* _Task instructions_
Reproduce only the lines that run from the line with "of the eyebrow" to the last line of the material, both ends included, exactly as they appear.

>> BEGIN

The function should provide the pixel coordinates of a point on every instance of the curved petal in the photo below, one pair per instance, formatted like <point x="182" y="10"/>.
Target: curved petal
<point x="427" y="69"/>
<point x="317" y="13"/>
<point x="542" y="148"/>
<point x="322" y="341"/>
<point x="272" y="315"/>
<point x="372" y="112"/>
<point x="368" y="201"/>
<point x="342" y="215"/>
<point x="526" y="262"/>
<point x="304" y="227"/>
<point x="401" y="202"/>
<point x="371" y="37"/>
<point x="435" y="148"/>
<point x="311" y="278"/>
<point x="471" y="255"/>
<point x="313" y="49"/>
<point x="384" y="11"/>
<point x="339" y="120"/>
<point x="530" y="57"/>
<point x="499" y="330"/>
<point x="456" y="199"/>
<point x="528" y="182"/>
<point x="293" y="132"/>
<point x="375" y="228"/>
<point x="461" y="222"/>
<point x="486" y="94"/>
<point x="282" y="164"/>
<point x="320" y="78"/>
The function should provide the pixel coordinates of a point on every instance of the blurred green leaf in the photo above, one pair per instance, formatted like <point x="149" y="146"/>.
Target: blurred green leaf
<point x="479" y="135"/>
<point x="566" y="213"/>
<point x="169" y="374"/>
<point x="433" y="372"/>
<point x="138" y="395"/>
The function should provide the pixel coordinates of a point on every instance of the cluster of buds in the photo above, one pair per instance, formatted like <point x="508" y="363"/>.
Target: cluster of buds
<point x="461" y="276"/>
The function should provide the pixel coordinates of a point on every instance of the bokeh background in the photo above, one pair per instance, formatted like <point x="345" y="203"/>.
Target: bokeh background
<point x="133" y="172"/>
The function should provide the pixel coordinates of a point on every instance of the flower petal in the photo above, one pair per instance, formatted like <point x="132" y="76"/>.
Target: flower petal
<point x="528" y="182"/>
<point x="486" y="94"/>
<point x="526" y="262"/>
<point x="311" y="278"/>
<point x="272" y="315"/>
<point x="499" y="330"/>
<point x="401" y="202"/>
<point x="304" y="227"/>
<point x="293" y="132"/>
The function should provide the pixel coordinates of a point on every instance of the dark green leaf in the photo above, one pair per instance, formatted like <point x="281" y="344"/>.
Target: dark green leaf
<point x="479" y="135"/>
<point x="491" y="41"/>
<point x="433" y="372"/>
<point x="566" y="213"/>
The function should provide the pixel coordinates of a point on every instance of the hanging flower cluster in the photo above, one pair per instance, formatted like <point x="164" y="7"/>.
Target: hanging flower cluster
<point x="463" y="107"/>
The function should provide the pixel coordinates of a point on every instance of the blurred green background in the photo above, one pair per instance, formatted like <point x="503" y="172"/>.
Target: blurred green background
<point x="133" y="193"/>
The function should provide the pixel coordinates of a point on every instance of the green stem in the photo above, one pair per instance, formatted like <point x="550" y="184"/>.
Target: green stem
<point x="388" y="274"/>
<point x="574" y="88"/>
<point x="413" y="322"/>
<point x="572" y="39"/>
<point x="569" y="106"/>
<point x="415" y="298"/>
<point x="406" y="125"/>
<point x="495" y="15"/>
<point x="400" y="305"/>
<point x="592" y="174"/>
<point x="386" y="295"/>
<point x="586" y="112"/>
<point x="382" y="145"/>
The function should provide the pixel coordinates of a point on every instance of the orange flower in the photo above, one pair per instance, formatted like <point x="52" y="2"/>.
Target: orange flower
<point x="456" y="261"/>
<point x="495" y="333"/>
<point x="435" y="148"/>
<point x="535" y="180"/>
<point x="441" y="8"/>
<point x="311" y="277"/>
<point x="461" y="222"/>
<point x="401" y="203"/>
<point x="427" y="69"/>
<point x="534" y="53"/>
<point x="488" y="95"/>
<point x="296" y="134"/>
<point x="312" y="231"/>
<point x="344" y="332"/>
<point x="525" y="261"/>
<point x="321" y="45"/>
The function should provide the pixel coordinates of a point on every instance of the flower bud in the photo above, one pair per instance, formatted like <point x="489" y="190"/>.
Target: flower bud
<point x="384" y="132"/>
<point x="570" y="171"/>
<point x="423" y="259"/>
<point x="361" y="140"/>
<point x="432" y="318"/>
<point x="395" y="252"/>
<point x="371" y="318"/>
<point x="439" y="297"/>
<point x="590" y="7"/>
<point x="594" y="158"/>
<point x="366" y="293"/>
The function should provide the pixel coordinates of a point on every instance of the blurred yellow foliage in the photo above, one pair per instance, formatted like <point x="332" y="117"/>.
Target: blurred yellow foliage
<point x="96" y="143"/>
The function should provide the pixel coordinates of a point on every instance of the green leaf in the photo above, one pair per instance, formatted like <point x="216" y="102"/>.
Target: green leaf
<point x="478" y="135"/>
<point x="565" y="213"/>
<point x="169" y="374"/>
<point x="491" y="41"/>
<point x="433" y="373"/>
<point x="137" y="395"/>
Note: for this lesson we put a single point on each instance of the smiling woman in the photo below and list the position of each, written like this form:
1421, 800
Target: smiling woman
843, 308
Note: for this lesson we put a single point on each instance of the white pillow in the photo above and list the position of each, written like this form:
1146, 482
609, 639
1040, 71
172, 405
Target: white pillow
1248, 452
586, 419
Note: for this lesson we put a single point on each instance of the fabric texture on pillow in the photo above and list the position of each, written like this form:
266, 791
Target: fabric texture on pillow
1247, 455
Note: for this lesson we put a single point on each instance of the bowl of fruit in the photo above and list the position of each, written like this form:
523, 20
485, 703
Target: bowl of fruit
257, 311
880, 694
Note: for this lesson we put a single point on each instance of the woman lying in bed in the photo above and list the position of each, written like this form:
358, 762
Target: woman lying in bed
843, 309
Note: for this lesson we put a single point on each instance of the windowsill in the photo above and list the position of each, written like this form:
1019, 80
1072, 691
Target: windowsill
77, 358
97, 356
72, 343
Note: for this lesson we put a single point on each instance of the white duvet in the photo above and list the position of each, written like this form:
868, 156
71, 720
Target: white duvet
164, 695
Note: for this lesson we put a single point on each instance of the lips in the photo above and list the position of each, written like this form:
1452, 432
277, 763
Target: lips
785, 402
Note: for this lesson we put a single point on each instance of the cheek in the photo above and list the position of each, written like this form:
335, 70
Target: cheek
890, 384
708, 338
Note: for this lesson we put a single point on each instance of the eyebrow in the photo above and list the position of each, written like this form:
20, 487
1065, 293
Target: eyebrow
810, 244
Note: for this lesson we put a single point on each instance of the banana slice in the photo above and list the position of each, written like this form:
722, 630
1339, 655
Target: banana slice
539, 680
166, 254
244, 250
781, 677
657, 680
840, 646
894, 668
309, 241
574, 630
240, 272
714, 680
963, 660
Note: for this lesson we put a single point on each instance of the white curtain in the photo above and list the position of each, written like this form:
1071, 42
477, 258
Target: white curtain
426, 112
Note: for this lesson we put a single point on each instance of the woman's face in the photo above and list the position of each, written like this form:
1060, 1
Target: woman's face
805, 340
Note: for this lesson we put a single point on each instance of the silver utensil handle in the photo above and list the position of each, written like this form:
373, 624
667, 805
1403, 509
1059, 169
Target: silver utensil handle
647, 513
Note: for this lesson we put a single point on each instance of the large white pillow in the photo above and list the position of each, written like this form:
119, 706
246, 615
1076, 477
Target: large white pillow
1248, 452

>> END

* _Completed task_
Note: for this lesson we put a single point on each instance of the eyebrow in the photo above and list the position of each, written like this form:
20, 487
1065, 293
Target: eyebrow
810, 244
Note: for this lesson we put a single point on each instance of the banana slice in the photo above and list the position of each, written like this form:
722, 630
1339, 655
Target: banana slice
539, 680
166, 254
244, 250
781, 677
657, 680
840, 646
894, 668
309, 241
574, 630
240, 272
714, 680
963, 660
Note: for this lesson we put a single point on each instance of the white curtain in the photo above and list the position of each, written like this form:
1071, 42
477, 258
Target: white curtain
426, 112
Note: for this lesson we put a single point on each instance of the woman's face in the photo above and list the position of each, written like this form:
1060, 1
Target: woman's face
805, 340
Note: for this lesson we put a single point on each instance of the silver utensil handle in the photo above and list the position of each, written like this form:
373, 624
667, 805
1403, 509
1059, 169
Target: silver utensil handle
647, 513
Note: for this lesson we put a single point on each instance of the large white pillow in the photo above and list the position of each, written like this form:
119, 706
246, 615
1076, 477
Target: large white pillow
1248, 452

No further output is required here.